→ TASK TO COMPLETE: Starting at the line that has "Trace the outline of every instance of the shirt" and continuing through the end of the records, reproduce every line, requests included. Scale each number in the answers (viewBox values and path coordinates) by 2.6, rounding to whole numbers with halves rounded up, and leave the pictures out.

-- RECORDS FOR THE EXERCISE start --

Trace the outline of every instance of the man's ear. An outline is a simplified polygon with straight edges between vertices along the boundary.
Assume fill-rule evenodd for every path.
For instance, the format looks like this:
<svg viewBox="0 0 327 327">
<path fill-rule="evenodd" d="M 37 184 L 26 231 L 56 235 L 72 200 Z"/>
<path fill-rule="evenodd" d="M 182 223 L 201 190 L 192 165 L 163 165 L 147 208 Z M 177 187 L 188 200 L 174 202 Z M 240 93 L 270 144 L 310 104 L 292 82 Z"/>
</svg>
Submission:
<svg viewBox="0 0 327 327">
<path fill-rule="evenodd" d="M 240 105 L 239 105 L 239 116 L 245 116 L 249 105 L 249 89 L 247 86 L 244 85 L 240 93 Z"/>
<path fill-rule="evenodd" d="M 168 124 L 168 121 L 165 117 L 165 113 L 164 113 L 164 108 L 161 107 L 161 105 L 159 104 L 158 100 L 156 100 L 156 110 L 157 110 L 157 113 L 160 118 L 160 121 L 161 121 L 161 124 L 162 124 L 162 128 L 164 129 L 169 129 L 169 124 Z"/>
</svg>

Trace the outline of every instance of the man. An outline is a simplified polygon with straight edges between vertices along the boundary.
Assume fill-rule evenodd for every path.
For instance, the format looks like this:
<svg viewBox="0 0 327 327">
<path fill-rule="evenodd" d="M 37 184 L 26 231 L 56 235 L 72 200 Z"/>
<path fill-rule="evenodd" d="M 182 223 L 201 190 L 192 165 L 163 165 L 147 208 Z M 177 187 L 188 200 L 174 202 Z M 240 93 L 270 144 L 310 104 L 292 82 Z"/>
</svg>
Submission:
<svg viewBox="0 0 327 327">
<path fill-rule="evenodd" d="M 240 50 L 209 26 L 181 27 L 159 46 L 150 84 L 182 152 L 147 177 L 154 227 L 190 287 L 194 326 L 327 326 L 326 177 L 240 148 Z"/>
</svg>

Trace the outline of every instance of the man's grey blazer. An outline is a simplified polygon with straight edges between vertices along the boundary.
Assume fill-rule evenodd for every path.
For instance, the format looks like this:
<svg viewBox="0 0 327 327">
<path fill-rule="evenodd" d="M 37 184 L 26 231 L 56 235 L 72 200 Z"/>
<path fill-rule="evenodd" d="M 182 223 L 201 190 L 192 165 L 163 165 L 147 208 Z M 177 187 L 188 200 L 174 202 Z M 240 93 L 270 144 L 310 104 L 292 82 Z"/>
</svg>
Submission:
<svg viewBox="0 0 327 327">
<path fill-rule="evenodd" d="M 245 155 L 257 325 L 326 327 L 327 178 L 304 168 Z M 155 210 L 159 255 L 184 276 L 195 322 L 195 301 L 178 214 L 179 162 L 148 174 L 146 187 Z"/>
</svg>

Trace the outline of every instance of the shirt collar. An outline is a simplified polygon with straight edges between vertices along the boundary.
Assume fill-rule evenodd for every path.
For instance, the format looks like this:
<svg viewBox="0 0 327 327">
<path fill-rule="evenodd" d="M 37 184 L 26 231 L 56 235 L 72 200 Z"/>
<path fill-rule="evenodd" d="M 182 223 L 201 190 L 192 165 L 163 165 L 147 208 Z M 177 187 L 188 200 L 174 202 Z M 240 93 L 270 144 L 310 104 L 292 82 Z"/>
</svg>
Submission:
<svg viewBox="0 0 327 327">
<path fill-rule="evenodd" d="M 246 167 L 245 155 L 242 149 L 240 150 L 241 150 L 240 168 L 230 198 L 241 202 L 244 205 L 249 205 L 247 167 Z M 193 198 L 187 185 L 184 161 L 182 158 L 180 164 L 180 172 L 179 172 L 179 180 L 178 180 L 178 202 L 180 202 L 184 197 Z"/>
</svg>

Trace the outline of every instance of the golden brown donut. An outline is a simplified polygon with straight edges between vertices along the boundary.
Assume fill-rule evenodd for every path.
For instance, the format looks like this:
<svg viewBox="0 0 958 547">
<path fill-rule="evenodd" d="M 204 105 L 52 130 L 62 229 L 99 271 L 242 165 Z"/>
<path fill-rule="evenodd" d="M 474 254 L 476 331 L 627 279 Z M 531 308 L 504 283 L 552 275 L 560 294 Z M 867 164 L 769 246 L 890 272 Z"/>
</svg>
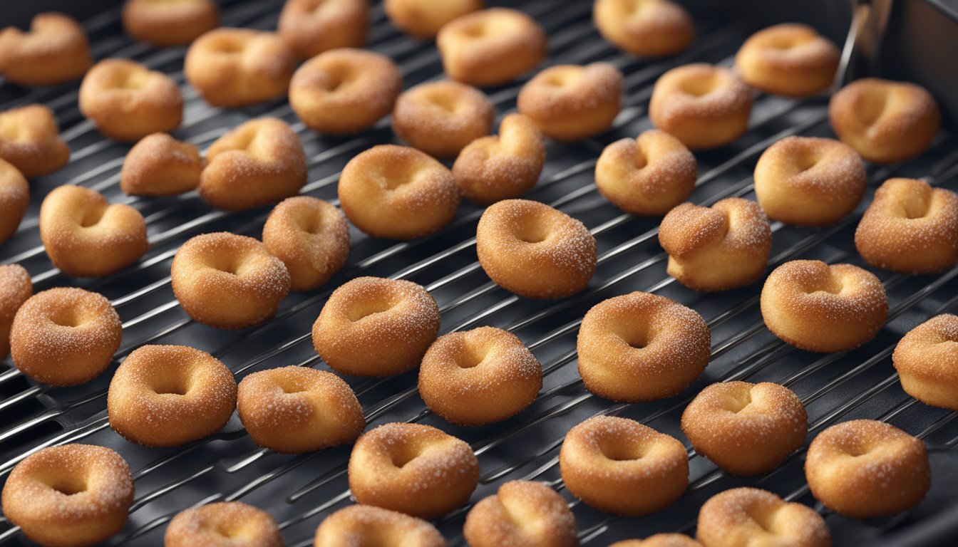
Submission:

-- RECORDS FOR THE EXERCISE end --

→ RESPONSE TO THE EXERCISE:
Trace the outline of every instance of the shirt collar. An outline is a simplified polygon with straight edges between vertices along the boundary.
Assume fill-rule evenodd for every path.
For instance, the format looks like this:
<svg viewBox="0 0 327 327">
<path fill-rule="evenodd" d="M 37 184 L 26 231 L 56 235 L 72 200 Z"/>
<path fill-rule="evenodd" d="M 182 223 L 201 190 L 192 165 L 163 165 L 147 208 Z M 177 187 L 188 200 L 174 202 Z M 240 93 L 270 144 L 310 104 L 292 82 Z"/>
</svg>
Submission:
<svg viewBox="0 0 850 850">
<path fill-rule="evenodd" d="M 640 434 L 637 403 L 629 387 L 624 390 L 627 390 L 624 437 L 598 515 L 627 525 L 634 533 L 647 533 L 642 434 Z M 502 515 L 486 481 L 478 419 L 473 411 L 468 426 L 468 447 L 465 447 L 465 468 L 463 468 L 463 525 L 468 525 L 478 512 Z"/>
</svg>

Trace the outline of every instance of the golden brown donut. An outline is a simplified polygon with straight edges between vertices along the boundary.
Assume fill-rule evenodd for every path.
For instance, the format looks like this:
<svg viewBox="0 0 958 547">
<path fill-rule="evenodd" d="M 204 105 L 52 130 L 62 229 L 99 271 L 242 165 Z"/>
<path fill-rule="evenodd" d="M 474 254 L 476 331 L 627 279 Z M 531 308 L 504 283 L 552 275 L 560 294 Z M 867 164 L 769 246 L 890 272 Z"/>
</svg>
Submission:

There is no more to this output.